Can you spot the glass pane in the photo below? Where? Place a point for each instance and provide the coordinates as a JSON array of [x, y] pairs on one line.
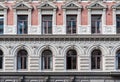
[[47, 59], [71, 58], [46, 24], [96, 59], [22, 59], [22, 24], [96, 23], [71, 24], [1, 24], [118, 23]]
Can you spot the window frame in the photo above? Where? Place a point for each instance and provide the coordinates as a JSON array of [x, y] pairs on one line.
[[2, 61], [116, 57], [72, 56], [21, 62], [49, 65], [71, 26], [96, 29], [23, 21], [46, 31], [96, 62]]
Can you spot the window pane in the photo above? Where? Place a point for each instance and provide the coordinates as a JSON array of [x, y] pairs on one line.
[[22, 24], [71, 59], [96, 24], [96, 59], [1, 59], [22, 59], [118, 59], [1, 24], [118, 23], [47, 59], [71, 24], [47, 24]]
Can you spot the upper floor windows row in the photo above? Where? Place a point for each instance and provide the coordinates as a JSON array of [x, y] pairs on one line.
[[70, 61], [71, 24], [61, 0]]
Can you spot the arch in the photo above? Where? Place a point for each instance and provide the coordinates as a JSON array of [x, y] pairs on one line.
[[79, 50], [114, 50], [47, 59], [17, 48], [4, 49], [103, 49], [71, 59], [44, 47], [22, 59], [96, 59]]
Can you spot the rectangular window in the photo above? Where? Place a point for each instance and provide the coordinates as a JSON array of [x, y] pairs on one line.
[[71, 24], [47, 24], [1, 24], [118, 23], [22, 24], [96, 23]]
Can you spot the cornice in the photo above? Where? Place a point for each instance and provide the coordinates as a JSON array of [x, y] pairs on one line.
[[91, 37]]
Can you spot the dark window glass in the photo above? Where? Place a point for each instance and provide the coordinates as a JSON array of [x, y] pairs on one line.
[[46, 59], [118, 23], [1, 59], [71, 59], [118, 59], [96, 24], [47, 24], [71, 24], [96, 59], [22, 59], [1, 24], [22, 24]]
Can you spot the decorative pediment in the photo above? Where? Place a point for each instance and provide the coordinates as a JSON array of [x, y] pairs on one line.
[[22, 5], [2, 6], [116, 6], [47, 5], [71, 5], [97, 5]]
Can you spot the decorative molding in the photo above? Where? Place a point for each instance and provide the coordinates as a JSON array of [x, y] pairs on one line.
[[116, 6], [97, 5], [92, 37], [71, 5], [47, 5], [22, 5]]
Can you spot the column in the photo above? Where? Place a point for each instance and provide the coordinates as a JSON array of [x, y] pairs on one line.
[[78, 21], [114, 21], [29, 20], [39, 20], [5, 20], [89, 21], [54, 21], [15, 21], [103, 21], [64, 21]]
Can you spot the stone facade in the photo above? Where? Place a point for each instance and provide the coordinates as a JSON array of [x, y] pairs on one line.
[[59, 42]]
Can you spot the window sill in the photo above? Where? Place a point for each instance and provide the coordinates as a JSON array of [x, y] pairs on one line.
[[22, 70], [46, 70], [71, 70], [96, 69]]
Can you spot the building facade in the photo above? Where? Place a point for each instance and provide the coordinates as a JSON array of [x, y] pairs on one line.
[[59, 41]]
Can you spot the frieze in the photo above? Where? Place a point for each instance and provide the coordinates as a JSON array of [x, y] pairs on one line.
[[91, 37]]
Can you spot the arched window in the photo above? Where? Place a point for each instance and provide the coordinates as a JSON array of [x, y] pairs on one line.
[[1, 59], [96, 59], [71, 59], [118, 59], [46, 59], [22, 59]]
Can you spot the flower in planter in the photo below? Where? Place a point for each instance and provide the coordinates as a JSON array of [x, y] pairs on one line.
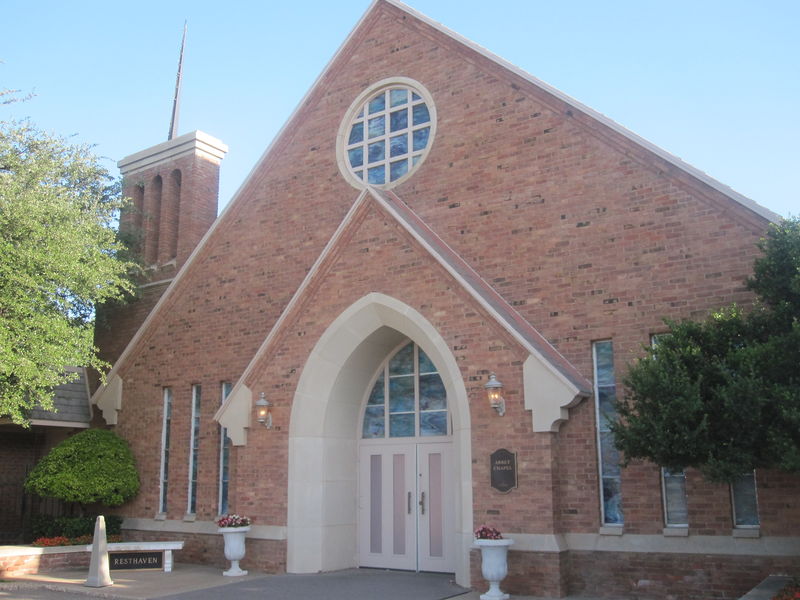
[[233, 521], [484, 532]]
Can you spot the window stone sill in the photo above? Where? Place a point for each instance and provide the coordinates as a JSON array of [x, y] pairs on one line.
[[746, 532]]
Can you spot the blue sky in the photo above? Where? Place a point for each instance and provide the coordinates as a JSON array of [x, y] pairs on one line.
[[714, 82]]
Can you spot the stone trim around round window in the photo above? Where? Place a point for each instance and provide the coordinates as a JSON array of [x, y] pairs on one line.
[[386, 134]]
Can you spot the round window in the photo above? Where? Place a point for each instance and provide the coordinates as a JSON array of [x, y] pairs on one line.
[[387, 133]]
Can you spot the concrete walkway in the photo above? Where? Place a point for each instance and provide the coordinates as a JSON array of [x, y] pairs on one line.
[[195, 582]]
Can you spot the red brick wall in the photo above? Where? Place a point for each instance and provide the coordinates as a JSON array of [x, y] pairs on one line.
[[671, 576], [209, 549], [12, 566], [586, 234]]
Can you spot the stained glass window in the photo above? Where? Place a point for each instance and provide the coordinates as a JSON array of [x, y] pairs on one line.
[[745, 503], [605, 395], [408, 398], [389, 135]]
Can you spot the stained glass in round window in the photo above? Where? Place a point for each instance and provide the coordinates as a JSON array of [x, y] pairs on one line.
[[387, 133]]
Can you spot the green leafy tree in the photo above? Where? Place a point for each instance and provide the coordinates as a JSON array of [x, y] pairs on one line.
[[59, 256], [95, 465], [723, 395]]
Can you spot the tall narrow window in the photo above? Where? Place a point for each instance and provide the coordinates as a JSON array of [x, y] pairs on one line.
[[745, 501], [194, 441], [605, 396], [673, 483], [153, 220], [676, 510], [164, 480], [224, 456]]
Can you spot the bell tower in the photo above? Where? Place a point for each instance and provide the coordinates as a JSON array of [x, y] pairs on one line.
[[174, 189]]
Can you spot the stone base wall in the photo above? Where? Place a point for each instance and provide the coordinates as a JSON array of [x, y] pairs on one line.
[[24, 560], [643, 576], [529, 574], [659, 576], [208, 549]]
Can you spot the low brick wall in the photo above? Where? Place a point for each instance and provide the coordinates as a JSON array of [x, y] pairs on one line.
[[660, 576], [268, 556], [643, 576], [26, 560]]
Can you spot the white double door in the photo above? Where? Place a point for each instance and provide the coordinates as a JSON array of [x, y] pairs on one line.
[[406, 514]]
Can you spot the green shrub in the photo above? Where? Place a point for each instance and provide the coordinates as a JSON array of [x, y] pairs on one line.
[[96, 465], [45, 526]]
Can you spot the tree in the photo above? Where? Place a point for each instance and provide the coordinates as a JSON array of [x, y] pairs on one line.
[[723, 395], [95, 465], [59, 257]]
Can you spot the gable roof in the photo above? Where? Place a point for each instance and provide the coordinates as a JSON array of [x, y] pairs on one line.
[[70, 403], [596, 118], [464, 275], [590, 112], [525, 333]]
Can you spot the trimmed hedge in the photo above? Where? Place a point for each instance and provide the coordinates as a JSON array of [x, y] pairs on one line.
[[44, 526]]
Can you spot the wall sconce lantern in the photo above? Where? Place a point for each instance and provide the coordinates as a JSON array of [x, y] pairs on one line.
[[496, 400], [263, 414]]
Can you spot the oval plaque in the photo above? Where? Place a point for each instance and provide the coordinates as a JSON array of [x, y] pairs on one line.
[[503, 470]]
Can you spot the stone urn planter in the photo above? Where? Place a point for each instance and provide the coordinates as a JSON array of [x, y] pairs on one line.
[[494, 566], [234, 548]]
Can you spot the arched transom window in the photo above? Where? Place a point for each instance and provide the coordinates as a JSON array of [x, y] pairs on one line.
[[408, 398]]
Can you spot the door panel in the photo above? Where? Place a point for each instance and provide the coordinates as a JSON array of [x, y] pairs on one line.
[[406, 518], [387, 521], [436, 518]]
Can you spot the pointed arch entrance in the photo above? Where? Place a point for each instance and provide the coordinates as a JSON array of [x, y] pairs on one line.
[[405, 475], [325, 428]]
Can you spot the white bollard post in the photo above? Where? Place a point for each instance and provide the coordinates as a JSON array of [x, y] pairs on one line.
[[99, 575]]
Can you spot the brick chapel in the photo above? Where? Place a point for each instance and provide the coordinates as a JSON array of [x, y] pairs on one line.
[[430, 220]]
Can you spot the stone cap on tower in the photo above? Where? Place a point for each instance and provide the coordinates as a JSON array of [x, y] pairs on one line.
[[196, 142]]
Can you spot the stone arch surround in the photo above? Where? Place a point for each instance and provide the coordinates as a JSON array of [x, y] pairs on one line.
[[324, 426]]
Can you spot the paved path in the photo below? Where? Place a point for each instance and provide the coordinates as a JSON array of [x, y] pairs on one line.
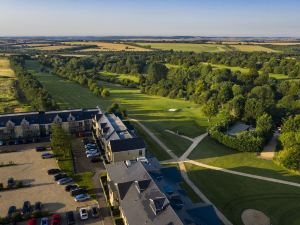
[[175, 159], [243, 174], [156, 139], [196, 141], [200, 194], [179, 135]]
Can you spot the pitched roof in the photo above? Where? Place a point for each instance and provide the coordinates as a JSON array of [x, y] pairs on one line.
[[127, 144]]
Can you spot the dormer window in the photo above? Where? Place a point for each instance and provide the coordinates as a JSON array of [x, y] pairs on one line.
[[142, 185], [158, 204]]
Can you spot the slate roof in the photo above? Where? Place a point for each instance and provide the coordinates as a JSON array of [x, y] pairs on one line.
[[47, 117], [120, 145], [137, 205]]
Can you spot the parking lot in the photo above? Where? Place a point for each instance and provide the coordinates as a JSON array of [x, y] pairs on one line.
[[32, 170]]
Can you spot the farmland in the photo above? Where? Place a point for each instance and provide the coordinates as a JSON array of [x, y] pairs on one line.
[[188, 47], [198, 48], [150, 110], [106, 46], [8, 101]]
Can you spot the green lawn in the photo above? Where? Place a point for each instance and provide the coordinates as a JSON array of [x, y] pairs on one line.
[[134, 78], [213, 153], [233, 194], [177, 144], [152, 111], [188, 47]]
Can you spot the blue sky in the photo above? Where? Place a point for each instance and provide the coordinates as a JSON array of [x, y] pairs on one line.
[[152, 17]]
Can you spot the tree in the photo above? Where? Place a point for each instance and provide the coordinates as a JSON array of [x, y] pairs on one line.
[[210, 109], [105, 93], [156, 72], [264, 125]]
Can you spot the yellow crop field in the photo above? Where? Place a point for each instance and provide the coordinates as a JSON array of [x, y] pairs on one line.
[[107, 46], [252, 48]]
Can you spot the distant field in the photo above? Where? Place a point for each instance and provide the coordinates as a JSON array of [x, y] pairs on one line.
[[252, 48], [187, 47], [107, 46], [150, 110], [8, 101], [134, 78], [246, 70], [52, 47]]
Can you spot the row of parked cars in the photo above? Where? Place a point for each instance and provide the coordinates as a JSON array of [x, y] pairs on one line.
# # # # #
• WHAT IS ASKED:
Take the line in which "Can you spot the yellow" occurs and each subsequent line through the end; give these lines again without alteration.

• CORRECT RESULT:
Can you spot the yellow crop field in the photo above? Where? Place a point for each instance and provide the coordinates as a JSON array of [x, y] pairs on one line.
[[107, 46], [252, 48]]
Can you spot the distant field in the photo above? Where? Place a point for each instance and provide the coordinates as a JSON array of [x, y] pairs on one line.
[[252, 48], [187, 47], [107, 46], [150, 110], [8, 101], [134, 78], [246, 70], [52, 47]]
Can you spot the row of parked cars in the photo above? Where? Place a point for each instance and provide the coordinates as a JSON array of [x, y] pairs on one line.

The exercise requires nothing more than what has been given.